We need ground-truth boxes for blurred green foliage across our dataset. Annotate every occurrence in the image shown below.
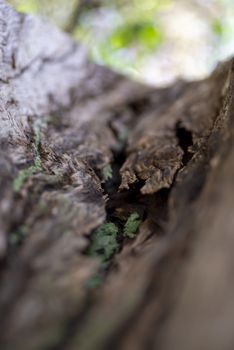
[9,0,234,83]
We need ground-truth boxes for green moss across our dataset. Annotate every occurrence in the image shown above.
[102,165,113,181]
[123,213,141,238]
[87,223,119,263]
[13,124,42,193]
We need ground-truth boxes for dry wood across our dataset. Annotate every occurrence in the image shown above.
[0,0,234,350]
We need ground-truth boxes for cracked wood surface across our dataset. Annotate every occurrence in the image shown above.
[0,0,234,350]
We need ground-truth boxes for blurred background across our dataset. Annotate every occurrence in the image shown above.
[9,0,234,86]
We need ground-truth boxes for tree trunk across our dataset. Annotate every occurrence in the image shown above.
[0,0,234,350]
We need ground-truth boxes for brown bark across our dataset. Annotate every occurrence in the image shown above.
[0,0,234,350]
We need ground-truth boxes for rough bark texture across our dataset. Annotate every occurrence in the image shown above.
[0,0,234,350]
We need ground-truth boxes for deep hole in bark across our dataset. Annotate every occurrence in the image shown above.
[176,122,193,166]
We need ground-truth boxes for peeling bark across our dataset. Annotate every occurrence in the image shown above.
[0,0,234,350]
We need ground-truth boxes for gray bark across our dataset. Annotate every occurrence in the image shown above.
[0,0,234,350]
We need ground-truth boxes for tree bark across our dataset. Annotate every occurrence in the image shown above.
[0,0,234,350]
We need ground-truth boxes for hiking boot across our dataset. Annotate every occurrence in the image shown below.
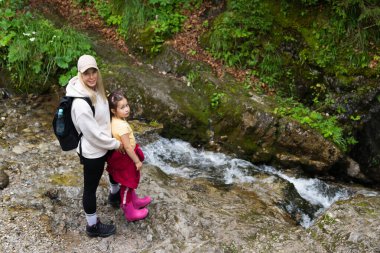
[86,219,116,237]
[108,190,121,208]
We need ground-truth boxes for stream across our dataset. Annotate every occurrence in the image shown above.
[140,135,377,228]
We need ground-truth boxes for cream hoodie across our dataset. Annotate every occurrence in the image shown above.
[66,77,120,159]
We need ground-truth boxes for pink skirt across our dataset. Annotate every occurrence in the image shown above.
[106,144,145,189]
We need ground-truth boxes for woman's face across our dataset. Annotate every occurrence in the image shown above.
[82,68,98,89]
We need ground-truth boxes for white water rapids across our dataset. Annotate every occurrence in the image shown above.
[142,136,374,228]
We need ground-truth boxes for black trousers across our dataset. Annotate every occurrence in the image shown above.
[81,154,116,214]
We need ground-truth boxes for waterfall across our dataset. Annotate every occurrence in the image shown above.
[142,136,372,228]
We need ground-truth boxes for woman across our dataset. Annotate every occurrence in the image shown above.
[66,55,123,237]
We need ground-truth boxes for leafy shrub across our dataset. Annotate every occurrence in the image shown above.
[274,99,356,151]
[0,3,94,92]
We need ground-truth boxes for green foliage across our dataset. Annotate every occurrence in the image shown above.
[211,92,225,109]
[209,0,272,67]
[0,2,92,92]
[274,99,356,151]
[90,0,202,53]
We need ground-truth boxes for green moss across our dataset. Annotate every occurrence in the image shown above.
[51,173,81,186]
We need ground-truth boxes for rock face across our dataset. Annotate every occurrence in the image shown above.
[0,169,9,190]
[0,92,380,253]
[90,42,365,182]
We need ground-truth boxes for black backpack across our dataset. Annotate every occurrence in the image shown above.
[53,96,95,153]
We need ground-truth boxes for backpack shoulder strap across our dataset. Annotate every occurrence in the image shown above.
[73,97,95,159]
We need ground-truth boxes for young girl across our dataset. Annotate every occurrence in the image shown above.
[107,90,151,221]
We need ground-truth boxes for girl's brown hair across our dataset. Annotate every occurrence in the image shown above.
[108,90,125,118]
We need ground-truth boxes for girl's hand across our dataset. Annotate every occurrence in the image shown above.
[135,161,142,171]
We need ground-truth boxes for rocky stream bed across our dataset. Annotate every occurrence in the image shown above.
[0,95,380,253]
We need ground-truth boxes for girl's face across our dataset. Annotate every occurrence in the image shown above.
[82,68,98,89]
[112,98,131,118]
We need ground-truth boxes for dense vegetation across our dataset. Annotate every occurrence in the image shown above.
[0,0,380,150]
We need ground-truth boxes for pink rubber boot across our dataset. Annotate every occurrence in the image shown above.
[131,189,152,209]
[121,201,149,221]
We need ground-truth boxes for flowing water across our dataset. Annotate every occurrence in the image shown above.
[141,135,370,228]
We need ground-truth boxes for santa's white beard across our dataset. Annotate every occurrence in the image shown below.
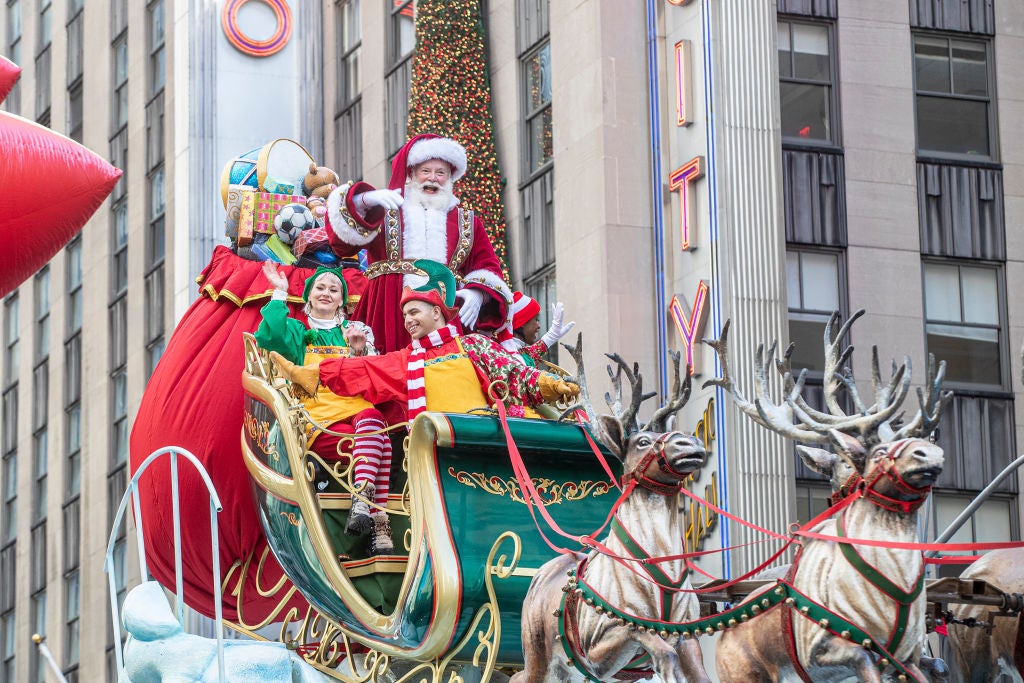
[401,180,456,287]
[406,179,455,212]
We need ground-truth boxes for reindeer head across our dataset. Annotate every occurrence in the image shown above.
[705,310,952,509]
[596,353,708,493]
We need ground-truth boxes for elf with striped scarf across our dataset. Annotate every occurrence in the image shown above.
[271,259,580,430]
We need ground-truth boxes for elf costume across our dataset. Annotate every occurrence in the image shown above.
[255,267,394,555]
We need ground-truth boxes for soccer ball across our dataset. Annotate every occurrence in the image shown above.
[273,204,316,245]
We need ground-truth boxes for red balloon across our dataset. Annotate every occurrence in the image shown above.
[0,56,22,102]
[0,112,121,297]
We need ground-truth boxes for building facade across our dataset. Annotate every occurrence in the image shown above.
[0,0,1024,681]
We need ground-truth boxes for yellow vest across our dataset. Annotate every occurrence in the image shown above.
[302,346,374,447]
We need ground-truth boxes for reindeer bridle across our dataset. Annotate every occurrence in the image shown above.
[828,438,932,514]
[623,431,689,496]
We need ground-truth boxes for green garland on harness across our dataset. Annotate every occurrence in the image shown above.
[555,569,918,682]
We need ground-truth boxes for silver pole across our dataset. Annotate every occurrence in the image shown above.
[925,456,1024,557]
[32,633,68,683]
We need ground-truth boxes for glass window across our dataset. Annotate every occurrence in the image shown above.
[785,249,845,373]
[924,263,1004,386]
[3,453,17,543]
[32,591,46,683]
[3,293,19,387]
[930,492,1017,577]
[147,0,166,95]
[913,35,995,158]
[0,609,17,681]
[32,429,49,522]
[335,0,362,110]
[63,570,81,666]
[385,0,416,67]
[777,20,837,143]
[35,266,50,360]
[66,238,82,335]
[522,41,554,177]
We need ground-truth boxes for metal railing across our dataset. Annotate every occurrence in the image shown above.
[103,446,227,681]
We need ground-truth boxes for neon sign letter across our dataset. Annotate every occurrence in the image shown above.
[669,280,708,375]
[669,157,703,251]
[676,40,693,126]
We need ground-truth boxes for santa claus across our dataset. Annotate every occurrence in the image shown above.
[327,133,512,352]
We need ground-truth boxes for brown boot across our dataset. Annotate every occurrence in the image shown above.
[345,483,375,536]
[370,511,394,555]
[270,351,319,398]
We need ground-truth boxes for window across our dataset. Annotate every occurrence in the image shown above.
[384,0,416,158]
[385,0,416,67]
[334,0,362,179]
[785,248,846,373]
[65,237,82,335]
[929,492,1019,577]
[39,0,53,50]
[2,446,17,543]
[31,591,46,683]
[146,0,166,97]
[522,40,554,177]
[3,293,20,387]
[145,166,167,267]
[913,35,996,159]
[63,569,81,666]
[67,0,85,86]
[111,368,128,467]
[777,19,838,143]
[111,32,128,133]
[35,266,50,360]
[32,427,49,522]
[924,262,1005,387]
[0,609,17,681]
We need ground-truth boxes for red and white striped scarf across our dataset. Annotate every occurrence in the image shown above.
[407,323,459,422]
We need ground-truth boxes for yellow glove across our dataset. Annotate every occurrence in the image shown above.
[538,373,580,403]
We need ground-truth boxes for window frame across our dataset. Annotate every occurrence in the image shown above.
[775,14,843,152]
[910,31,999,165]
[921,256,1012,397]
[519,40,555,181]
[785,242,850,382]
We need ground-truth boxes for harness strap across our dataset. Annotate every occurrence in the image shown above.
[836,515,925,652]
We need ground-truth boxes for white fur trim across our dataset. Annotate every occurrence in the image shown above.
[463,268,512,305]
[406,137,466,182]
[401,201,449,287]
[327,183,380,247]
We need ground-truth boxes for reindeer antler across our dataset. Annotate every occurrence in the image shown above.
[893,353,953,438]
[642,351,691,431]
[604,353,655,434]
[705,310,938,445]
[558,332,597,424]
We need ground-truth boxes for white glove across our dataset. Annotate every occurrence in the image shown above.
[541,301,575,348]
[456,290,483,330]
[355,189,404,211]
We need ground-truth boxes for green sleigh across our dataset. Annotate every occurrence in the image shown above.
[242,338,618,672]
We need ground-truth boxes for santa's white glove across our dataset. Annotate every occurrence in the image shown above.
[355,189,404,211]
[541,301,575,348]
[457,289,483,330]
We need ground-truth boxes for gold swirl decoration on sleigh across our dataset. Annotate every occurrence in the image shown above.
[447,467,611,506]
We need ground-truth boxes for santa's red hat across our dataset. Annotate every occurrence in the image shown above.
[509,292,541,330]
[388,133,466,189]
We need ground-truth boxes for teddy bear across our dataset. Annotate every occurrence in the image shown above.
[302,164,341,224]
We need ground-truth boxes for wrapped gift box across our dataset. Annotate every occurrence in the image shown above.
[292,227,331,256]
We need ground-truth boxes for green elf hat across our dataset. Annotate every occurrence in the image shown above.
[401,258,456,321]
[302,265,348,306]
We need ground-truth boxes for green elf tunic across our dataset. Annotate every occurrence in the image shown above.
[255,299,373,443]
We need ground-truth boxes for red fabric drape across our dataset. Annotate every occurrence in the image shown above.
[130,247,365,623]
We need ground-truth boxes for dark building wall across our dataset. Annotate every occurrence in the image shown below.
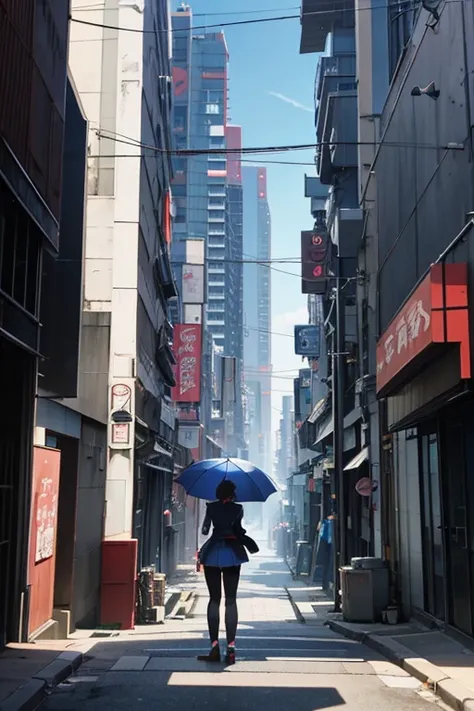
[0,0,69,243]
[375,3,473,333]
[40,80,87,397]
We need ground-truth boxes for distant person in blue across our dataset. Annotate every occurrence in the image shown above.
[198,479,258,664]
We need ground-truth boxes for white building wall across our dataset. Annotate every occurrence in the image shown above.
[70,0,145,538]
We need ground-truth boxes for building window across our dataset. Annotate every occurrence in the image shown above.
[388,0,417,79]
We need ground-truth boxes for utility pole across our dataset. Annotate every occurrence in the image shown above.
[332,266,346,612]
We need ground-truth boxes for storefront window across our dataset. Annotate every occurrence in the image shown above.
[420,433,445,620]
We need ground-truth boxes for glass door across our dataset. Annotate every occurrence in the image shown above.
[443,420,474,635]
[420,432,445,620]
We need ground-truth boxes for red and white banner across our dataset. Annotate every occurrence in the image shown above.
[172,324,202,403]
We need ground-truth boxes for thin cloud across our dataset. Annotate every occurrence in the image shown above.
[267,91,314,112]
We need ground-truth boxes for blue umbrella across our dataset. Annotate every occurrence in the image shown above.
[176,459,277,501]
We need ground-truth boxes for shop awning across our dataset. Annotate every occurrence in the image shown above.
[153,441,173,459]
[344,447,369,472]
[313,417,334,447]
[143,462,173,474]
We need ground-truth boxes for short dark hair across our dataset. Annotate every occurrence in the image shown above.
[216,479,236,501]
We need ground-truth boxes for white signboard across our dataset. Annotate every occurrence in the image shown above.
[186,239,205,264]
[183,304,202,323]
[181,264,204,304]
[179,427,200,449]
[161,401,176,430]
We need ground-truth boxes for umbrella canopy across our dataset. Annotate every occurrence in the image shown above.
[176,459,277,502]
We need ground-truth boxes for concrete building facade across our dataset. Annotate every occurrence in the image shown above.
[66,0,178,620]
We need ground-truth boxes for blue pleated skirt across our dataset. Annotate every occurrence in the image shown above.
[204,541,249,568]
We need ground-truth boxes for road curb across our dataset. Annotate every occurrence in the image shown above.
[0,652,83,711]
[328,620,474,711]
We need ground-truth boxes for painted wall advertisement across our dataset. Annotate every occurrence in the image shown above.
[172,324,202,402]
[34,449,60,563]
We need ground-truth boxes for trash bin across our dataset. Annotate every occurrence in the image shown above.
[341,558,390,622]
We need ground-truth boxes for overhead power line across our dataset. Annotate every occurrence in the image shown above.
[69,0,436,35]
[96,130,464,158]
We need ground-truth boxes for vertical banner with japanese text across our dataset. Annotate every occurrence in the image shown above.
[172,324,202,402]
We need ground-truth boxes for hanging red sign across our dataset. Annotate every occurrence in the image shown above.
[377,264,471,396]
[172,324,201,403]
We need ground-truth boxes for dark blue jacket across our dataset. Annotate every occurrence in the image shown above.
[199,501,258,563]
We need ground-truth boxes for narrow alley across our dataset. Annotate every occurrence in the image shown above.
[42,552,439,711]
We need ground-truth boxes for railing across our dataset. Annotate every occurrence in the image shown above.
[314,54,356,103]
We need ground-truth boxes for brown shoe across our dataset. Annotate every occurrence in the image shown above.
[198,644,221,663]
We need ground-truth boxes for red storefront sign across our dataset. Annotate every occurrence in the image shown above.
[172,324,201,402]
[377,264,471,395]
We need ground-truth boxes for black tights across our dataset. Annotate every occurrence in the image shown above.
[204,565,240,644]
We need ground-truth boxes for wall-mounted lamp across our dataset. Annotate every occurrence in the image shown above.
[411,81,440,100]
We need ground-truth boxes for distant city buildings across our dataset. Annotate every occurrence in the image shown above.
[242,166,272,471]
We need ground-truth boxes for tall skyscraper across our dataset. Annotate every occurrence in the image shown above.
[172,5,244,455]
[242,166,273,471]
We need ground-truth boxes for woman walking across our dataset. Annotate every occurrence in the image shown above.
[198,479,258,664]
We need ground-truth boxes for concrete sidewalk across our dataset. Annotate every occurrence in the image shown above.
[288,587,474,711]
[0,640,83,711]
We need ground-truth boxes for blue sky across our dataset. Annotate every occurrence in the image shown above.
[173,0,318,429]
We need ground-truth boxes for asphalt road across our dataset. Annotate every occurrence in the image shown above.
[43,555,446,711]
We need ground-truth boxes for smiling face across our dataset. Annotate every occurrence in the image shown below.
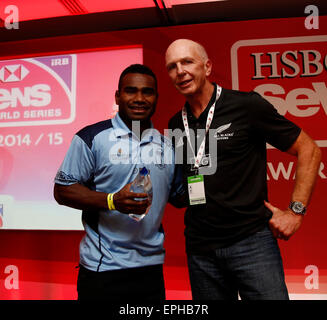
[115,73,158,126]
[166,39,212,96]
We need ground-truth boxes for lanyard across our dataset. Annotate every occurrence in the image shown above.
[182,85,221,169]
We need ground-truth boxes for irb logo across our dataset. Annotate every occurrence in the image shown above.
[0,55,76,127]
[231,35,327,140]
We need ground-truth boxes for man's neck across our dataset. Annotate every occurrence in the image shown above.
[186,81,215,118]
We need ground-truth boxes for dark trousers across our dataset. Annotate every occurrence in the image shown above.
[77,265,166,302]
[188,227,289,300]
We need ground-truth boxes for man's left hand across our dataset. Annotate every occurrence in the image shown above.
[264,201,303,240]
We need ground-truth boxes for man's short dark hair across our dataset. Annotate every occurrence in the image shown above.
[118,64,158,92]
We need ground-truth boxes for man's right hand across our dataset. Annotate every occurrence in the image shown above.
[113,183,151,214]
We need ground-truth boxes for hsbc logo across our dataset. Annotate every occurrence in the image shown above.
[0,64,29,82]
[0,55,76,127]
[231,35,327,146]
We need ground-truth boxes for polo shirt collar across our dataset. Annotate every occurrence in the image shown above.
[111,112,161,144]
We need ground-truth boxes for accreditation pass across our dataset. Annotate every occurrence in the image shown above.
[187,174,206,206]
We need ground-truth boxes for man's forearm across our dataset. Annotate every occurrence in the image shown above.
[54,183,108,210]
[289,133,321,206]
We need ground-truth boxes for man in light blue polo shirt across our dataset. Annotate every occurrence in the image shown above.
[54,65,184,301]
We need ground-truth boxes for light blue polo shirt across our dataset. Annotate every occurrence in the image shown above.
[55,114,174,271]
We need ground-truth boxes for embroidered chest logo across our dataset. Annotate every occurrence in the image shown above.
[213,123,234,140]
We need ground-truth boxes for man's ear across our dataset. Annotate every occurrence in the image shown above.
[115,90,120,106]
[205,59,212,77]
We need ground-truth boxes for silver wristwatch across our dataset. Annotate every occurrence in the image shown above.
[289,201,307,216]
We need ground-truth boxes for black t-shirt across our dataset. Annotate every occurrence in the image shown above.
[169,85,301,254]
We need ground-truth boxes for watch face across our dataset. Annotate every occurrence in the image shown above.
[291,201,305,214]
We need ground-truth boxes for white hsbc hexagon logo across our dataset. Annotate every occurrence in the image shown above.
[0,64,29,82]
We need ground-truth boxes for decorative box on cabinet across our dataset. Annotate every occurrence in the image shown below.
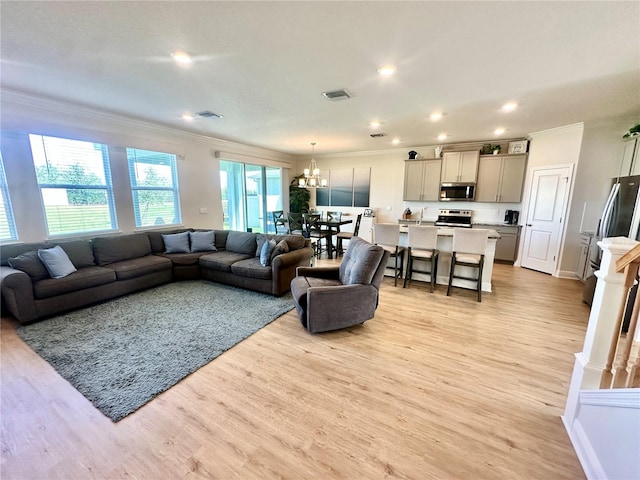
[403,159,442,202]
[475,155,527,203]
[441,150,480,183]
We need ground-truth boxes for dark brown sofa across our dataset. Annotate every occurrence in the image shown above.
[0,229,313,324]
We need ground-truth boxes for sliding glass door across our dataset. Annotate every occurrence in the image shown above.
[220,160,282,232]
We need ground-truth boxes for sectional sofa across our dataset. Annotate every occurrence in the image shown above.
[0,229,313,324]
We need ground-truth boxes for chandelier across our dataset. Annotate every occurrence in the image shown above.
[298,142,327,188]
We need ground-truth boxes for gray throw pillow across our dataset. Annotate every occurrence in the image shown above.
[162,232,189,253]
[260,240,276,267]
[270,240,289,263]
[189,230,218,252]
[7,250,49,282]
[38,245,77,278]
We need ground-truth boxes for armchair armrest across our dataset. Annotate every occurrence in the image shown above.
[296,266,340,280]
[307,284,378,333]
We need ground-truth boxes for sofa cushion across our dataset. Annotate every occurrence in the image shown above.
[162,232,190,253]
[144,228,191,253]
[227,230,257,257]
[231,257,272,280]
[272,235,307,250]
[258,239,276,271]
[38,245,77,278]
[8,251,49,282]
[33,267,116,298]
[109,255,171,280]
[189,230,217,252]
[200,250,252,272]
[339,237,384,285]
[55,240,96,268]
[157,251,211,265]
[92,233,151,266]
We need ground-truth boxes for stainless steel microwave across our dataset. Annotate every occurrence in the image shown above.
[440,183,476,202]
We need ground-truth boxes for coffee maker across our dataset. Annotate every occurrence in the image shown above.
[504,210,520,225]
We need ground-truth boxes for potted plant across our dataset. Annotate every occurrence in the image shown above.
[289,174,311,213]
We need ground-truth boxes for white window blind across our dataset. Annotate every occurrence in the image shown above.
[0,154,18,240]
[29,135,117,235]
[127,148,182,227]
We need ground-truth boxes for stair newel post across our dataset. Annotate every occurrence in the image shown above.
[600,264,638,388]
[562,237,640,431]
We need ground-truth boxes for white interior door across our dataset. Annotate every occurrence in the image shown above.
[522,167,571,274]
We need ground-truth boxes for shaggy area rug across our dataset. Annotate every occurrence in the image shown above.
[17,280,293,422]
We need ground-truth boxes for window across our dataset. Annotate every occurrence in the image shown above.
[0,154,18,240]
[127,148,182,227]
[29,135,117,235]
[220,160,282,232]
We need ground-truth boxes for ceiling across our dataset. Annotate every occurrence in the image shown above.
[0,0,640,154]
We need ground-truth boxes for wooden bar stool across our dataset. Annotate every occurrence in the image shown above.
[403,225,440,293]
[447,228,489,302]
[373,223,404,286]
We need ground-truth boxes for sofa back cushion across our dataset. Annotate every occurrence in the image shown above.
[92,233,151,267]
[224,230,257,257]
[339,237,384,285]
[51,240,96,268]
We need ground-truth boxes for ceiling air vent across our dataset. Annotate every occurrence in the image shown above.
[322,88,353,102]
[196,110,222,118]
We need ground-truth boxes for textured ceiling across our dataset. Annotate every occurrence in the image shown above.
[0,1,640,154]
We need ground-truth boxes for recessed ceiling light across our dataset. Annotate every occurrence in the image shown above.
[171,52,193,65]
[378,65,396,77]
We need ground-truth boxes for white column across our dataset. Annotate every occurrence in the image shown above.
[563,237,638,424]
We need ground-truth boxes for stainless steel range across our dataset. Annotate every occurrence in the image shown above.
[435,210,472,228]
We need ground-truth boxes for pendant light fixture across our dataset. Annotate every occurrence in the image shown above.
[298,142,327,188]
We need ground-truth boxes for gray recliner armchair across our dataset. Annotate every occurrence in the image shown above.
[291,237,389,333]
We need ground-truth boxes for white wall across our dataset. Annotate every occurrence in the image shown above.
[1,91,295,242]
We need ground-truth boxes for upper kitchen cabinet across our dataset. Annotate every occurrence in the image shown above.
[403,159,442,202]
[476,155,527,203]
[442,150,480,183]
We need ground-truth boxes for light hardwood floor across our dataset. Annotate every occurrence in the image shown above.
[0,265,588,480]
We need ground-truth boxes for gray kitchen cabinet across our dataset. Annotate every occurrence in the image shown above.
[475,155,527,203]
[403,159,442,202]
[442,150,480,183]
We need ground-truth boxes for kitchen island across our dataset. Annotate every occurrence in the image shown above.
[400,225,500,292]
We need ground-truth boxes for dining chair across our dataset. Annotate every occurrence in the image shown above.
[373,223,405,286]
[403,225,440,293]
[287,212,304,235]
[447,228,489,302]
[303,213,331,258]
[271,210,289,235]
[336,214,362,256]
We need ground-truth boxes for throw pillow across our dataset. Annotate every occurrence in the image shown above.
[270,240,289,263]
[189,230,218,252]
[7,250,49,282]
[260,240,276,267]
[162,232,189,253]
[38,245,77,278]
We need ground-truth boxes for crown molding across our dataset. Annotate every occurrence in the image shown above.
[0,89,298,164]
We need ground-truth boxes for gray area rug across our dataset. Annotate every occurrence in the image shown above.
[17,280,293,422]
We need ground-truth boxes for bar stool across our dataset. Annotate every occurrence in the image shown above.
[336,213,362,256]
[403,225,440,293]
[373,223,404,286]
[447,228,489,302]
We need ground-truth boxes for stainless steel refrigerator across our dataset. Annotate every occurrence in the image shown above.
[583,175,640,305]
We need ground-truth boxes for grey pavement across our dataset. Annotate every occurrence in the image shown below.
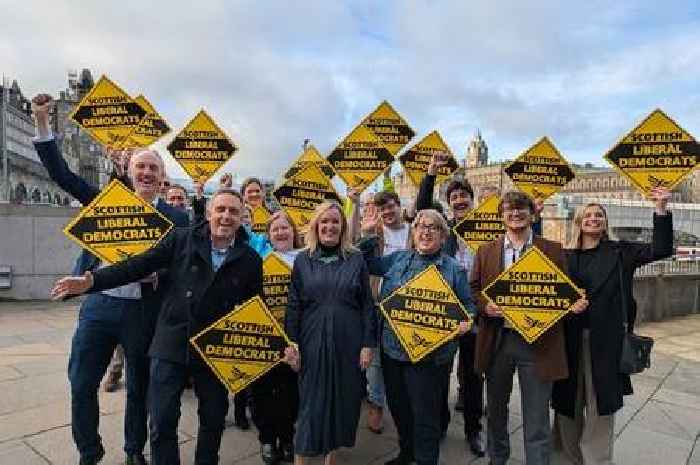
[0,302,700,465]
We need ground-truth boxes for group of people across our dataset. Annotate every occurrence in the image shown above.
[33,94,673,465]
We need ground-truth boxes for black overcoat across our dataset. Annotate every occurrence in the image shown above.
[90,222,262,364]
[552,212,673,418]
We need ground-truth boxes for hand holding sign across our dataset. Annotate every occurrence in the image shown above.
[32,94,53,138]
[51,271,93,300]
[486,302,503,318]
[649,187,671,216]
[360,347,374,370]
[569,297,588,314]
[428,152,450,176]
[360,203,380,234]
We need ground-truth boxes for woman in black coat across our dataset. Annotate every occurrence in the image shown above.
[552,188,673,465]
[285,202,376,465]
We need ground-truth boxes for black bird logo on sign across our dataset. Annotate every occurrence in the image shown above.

_ _ _ _ _ _ _

§ **Directions for this task**
Which lines above contain the word "tree"? Select each one and copy it in full.

§ **Reply to the exercise**
We need ground-truth boxes for tree trunk across our dataset. Annotate every occurrence in the image shown above.
We need ground-truth boxes for tree bark across our dataset. Annotate every occurrence in the image shown above.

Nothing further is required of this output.